(SOURCE EXTRACT)
Omar said this on December 25th, 2010 at 3:04 am
I’m afraid I don’t have the eagle library for this any more – I lost it a while ago and haven’t had to use that part since.
Random said this on December 26th, 2010 at 5:10 pm
ooohhh u_u well that’s too bad anyway I used your eagle proyect to copy the footprint part, thanks.
Omar said this on January 6th, 2011 at 1:08 am
Nack,
I don’t see your project on GitHub anymore. Did the robot wander off…?
++tkx,
-e
ewertz said this on February 6th, 2011 at 2:53 am
Figures — found it over at
https://github.com/adamgreig/followingrobot
ewertz said this on February 6th, 2011 at 2:59 am
Hello, I didn’t understand so well what did you do to recognize the red color, did you use the camera, right? how did you use it?, how did you obtain the information of color from the camera with your memory limitations? and what was the reference of this camera?… Thank you very much, this is very useful for me now.
Carol said this on June 19th, 2011 at 5:33 am
Hi, very nice job! I`ve got a question why didn`t you put whole image in uC memory? Correct me if I wrong but if you used QVGA format which is 160×120 so it consumes only 19kB per channel, so 19 * 3 = 57kB for RGB. STM32F1xx has 64kB of SRAM. I`m asking because I`m starting similiar project with image processing on STM32 Cortex. And the biggest problem is the memory
Adrian said this on June 21st, 2011 at 5:24 pm
Small correction of small mistake: QQVGA (160×120) not QVGA (320×240)
(End SOURCE EXTRACT)
(SUPPLIED DATA)
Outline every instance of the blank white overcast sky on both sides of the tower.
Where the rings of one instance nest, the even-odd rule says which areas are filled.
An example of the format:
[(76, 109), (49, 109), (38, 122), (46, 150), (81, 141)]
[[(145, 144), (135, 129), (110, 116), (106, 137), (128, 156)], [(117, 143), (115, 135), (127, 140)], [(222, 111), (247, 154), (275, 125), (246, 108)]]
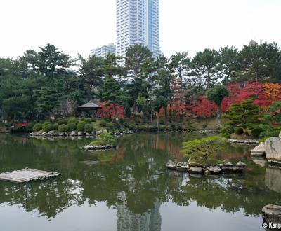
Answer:
[[(77, 57), (116, 40), (116, 0), (0, 0), (0, 57), (52, 43)], [(164, 55), (251, 39), (281, 45), (281, 0), (159, 0)], [(116, 42), (115, 42), (116, 43)]]

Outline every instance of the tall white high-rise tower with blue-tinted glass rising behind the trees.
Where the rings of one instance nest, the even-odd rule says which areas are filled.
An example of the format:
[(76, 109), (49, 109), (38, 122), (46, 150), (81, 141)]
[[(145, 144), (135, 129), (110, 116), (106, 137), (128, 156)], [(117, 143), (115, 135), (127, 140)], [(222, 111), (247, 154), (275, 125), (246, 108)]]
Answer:
[(124, 57), (134, 44), (162, 55), (159, 44), (159, 0), (117, 0), (117, 55)]

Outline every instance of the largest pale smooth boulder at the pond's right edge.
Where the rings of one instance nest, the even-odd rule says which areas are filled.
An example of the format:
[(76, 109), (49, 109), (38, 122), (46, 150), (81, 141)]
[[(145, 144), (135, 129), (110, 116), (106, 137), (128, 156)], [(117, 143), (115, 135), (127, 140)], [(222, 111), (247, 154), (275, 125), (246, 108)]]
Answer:
[(281, 139), (279, 137), (271, 137), (264, 142), (266, 158), (272, 163), (281, 163)]

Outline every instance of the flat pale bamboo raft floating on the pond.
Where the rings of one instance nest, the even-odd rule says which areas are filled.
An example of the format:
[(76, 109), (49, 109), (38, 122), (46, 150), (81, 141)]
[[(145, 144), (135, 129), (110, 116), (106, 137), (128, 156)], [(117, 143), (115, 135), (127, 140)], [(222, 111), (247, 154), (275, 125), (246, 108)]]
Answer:
[(25, 168), (22, 170), (1, 173), (0, 180), (11, 181), (15, 183), (26, 183), (29, 181), (48, 179), (55, 176), (60, 176), (60, 173)]

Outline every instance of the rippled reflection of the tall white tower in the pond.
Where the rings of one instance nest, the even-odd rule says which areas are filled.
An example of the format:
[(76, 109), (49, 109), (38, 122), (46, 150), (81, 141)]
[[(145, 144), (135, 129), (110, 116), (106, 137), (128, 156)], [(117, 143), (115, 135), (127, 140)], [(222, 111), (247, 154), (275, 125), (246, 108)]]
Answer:
[(154, 203), (154, 208), (143, 214), (134, 214), (126, 207), (126, 195), (119, 194), (122, 203), (117, 205), (118, 231), (158, 231), (161, 230), (160, 202)]

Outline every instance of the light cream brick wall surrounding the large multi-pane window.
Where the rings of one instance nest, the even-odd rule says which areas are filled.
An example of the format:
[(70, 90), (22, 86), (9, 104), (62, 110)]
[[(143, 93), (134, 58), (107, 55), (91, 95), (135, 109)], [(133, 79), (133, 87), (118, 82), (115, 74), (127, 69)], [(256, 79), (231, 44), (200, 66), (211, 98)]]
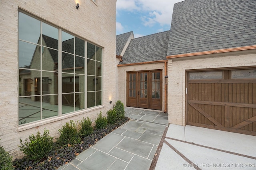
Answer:
[[(79, 10), (75, 8), (80, 4)], [(18, 126), (18, 11), (51, 23), (81, 39), (103, 48), (103, 97), (102, 106), (76, 111), (28, 125)], [(18, 146), (29, 135), (44, 128), (52, 137), (58, 137), (58, 129), (70, 120), (90, 117), (113, 107), (116, 97), (116, 0), (1, 0), (0, 1), (0, 138), (1, 145), (14, 158), (22, 152)], [(109, 104), (109, 100), (113, 103)]]

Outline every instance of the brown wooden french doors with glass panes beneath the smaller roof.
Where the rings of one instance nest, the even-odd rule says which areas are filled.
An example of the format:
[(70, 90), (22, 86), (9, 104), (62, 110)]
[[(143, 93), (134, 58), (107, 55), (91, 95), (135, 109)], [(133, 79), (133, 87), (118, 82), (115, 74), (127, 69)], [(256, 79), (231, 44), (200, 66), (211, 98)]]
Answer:
[(127, 106), (162, 110), (162, 70), (127, 73)]

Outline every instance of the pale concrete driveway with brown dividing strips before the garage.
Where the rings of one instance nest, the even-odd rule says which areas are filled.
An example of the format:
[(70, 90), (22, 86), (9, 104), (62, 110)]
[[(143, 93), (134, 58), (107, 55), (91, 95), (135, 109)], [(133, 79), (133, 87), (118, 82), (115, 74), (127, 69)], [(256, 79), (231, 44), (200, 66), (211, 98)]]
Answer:
[(256, 136), (170, 124), (155, 170), (256, 170)]

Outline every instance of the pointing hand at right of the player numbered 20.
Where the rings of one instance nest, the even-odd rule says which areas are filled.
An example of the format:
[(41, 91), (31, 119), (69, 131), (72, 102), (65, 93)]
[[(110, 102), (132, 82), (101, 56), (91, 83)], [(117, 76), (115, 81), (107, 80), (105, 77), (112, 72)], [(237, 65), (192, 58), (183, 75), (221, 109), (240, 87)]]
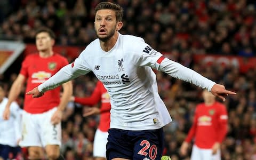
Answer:
[(211, 89), (211, 93), (213, 95), (215, 95), (216, 97), (222, 99), (223, 102), (226, 101), (226, 96), (228, 96), (229, 94), (235, 95), (235, 92), (232, 91), (228, 91), (225, 89), (225, 86), (221, 85), (221, 84), (214, 84), (212, 89)]

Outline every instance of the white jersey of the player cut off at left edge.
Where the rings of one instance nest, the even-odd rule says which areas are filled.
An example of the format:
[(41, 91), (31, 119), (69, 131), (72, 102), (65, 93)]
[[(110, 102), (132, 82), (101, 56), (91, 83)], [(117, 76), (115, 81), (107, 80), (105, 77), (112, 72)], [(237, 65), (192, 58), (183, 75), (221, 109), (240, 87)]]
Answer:
[(21, 109), (16, 102), (10, 106), (10, 118), (3, 119), (3, 112), (8, 99), (4, 98), (0, 103), (0, 144), (17, 147), (17, 141), (21, 138)]

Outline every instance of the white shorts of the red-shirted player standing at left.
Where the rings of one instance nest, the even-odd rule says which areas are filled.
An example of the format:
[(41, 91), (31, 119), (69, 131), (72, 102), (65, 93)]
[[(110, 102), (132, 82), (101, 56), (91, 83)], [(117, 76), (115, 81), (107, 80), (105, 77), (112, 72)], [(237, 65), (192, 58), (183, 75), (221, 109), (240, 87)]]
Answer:
[(57, 107), (42, 114), (22, 113), (21, 147), (45, 147), (47, 145), (61, 145), (61, 124), (53, 125), (51, 117)]

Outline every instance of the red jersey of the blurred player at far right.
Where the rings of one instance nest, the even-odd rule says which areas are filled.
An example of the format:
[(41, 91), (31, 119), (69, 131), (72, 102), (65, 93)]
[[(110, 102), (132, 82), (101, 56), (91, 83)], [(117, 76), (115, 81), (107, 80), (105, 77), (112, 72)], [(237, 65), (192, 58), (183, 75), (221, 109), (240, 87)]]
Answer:
[(200, 103), (196, 107), (194, 123), (185, 141), (190, 142), (195, 137), (195, 145), (210, 149), (215, 142), (222, 142), (227, 134), (227, 109), (222, 103), (215, 102), (211, 106)]

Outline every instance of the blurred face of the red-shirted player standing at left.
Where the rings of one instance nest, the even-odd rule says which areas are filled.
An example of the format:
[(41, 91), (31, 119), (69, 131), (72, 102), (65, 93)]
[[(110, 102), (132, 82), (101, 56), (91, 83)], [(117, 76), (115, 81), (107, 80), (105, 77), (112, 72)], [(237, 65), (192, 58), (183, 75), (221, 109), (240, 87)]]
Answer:
[(47, 32), (42, 32), (36, 35), (36, 47), (38, 51), (46, 51), (51, 49), (54, 40)]

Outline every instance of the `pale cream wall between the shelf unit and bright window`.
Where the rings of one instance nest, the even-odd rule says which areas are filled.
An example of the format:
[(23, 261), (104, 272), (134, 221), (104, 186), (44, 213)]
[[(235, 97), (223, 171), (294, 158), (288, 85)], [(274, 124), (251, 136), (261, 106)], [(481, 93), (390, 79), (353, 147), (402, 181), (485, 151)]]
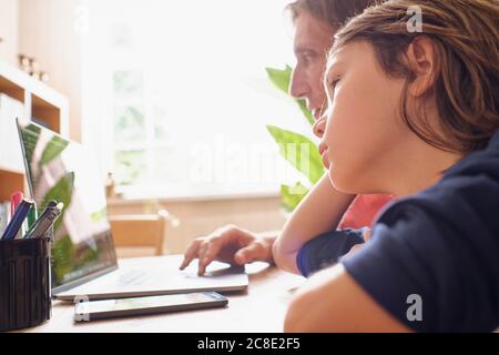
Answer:
[[(0, 0), (8, 1), (11, 0)], [(79, 0), (18, 0), (19, 52), (35, 57), (50, 87), (70, 101), (70, 136), (81, 141), (81, 37)]]

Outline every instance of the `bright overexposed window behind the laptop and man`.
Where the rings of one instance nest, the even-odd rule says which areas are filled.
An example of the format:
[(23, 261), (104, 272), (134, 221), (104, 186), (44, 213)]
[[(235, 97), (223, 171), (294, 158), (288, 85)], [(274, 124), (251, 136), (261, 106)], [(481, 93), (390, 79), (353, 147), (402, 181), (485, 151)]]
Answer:
[(265, 67), (293, 62), (289, 0), (89, 2), (83, 140), (129, 196), (277, 193), (266, 124), (307, 133)]

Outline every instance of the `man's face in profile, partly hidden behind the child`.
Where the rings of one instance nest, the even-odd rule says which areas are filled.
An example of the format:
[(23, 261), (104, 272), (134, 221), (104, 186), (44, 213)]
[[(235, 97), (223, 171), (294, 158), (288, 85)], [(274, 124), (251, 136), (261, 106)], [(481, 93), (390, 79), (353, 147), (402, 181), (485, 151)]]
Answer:
[(326, 105), (322, 80), (326, 54), (333, 45), (334, 30), (306, 11), (298, 14), (294, 24), (294, 51), (297, 63), (293, 71), (289, 93), (294, 98), (305, 99), (308, 110), (317, 120)]

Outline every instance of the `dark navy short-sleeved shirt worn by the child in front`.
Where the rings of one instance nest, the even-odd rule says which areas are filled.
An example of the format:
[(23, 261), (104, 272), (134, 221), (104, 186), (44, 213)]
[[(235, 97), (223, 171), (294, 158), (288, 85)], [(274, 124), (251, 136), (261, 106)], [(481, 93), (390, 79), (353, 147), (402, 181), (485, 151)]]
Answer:
[[(306, 256), (298, 253), (298, 264), (323, 248), (317, 243)], [(495, 331), (499, 132), (486, 150), (461, 160), (434, 186), (391, 203), (369, 242), (340, 262), (379, 305), (414, 331)]]

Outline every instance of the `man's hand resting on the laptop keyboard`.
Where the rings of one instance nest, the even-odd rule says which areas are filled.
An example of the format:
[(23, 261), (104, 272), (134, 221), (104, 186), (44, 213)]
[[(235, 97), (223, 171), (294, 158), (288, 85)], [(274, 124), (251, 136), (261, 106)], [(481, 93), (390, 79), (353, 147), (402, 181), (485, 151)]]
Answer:
[(213, 261), (244, 265), (254, 261), (274, 263), (272, 246), (277, 233), (272, 236), (258, 236), (235, 225), (226, 225), (208, 236), (194, 240), (187, 247), (181, 270), (198, 258), (198, 275)]

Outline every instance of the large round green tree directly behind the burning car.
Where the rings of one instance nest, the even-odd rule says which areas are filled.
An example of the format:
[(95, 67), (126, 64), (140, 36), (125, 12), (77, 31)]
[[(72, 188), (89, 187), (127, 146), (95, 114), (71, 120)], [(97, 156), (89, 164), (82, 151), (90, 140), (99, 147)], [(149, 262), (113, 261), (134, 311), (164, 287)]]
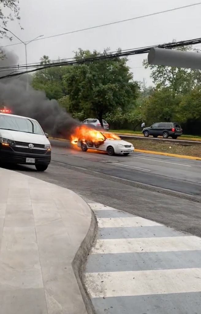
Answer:
[(64, 76), (69, 93), (70, 111), (84, 111), (99, 119), (103, 126), (103, 115), (116, 108), (128, 110), (137, 97), (138, 84), (133, 80), (126, 58), (110, 58), (108, 49), (103, 54), (79, 49), (75, 59), (97, 56), (105, 60), (91, 61), (72, 66)]

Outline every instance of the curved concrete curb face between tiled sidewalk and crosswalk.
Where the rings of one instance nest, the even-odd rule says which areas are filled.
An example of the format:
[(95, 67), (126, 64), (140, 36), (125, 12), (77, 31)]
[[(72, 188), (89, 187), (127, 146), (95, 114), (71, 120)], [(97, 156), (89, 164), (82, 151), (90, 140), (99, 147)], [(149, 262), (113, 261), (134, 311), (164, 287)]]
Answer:
[[(91, 209), (90, 206), (89, 208)], [(85, 287), (84, 280), (82, 279), (82, 273), (87, 263), (87, 257), (91, 251), (93, 242), (95, 240), (95, 237), (98, 231), (98, 223), (92, 209), (91, 209), (91, 213), (92, 213), (92, 217), (91, 217), (91, 224), (90, 224), (89, 230), (72, 261), (72, 268), (73, 268), (75, 277), (77, 279), (77, 284), (80, 288), (80, 292), (81, 292), (82, 299), (84, 301), (87, 313), (96, 314), (92, 301)]]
(End SUPPLIED DATA)
* _EXERCISE INSTRUCTIONS_
#1 In the robot project comment thread, how much SRAM does the STM32F1xx have?
#2 Carry on the robot project comment thread from its last comment.

* _ANSWER SET_
#1 64kB.

#2
Adrian said this on June 21st, 2011 at 5:51 pm
It won’t actually fit – RAM in the STM32F1xx series varies depending on density and this medium density device only has 20kB of RAM, so I had to analyse as I go. Good luck with your project!
Random said this on July 6th, 2011 at 7:34 pm
Hello,
I’m trying to interface the TCM8230MD with an Arduino (ATMega328P @16MHZ) and I’m having some problems with the camera start-up. Can you gave me some advice about how to deal with this?
Thanks.
Lara said this on October 3rd, 2011 at 10:56 am
Heya! I think you’ll be very hard pressed to get the camera working with an Arduino – it simply can’t run fast enough to do anything useful, nor does it have enough memory to storage even a tiny image. What are you trying to do with it exactly?
Random said this on October 3rd, 2011 at 10:57 am
Hi, I came across this page randomly, and I go to the same school that you went to. I would just like to say I’m very impressed. I’m doing a similar project to yours (but not at all copying – don’t worry), with the same ARM processor – it took ages to finally get the dev environment working! I’m trying to use a pretty hefty camera as well – 752*480 pixels. Not a lot of luck at the moment – I think that the minimum 12MHz clock in needs (that the STM32 is generating at 72MHz) doesn’t have rise/fall times low enough. It would be annoying if it didn’t work because Mr. P spent top dollar on it! I am planning to make an autonomous quadcopter for my A2 project, and was wondering how well the Sharp IR sensors behave in indoor lighting (these may be useful) – is there a lot of interference (honestly)? I thought that I had to say something as I came across this website
Matt B said this on December 22nd, 2011 at 9:29 pm
Sorry wrong e-mail.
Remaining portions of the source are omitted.